When a line in the records contains the string "point", copy that line.

**** Provided information ****

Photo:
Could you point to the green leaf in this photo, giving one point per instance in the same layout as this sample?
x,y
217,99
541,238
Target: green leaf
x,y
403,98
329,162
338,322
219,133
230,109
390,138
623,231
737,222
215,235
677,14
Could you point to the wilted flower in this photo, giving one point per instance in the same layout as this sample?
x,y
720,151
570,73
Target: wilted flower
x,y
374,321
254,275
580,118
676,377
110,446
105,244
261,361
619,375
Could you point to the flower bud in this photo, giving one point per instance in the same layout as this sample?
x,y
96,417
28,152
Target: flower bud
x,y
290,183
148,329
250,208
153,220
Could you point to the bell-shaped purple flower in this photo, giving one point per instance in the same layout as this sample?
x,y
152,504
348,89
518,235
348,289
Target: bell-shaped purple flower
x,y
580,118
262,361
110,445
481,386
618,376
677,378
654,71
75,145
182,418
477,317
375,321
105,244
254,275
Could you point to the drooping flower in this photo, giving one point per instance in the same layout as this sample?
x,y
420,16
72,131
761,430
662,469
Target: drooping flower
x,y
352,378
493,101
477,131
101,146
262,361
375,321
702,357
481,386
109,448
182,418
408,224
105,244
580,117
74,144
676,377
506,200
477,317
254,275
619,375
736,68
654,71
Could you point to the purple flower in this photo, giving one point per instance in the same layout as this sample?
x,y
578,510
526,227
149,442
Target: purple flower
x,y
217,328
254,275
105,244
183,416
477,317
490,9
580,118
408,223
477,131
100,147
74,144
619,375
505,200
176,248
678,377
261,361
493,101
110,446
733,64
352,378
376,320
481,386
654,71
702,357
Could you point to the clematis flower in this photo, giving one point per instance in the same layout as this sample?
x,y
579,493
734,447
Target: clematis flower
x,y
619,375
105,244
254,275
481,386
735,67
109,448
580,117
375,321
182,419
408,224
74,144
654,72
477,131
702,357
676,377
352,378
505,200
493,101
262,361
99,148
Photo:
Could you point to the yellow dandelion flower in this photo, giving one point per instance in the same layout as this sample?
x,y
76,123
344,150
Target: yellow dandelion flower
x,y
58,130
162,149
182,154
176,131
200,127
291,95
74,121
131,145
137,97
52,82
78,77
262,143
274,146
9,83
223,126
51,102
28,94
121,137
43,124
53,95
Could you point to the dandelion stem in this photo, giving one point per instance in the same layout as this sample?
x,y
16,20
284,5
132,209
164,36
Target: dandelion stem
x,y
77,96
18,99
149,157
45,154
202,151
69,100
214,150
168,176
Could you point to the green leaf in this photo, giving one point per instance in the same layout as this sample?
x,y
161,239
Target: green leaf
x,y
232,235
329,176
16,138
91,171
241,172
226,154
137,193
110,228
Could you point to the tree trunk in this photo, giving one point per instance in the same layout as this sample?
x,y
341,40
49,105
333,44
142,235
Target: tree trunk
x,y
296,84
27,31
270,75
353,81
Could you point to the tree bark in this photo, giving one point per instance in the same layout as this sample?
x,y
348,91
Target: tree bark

****

• Response box:
Could you point to the green leaf in this photo, giving one point per instance in the same layout as this sample?
Could you point to the wilted flower in this photo, giving one point per instance in the same layout as this sample?
Could you point to the flower bud in this photo, giving one point per instance in the same layout as this sample?
Could you point to the bell-shaped purple flower in this photo, giving one point per instance in the same layout as this sample?
Could you point to the drooping flower in this photo, giving one point per instance in the same layout as this sample?
Could you point to the purple flower in this photo, giving one point per instance in the same layout as this sample?
Could you point to the clematis flower in this photo, giving one point per instance in the same layout as this sample?
Could you point to the yellow dandelion flower in this photo, giving one point per instance in the same layout as this sample?
Could you point to the dandelion stem in this photo, giving one point per instance in the same layout as this sample?
Could you point to the green leaf in this photo, giving one point per instance in the same layout as this sample?
Could you point to the tree trunk in this photo, giving one point per instance in the same layout as this sample?
Could you point to the tree bark in this photo, giving one point per instance in the same layout as this sample?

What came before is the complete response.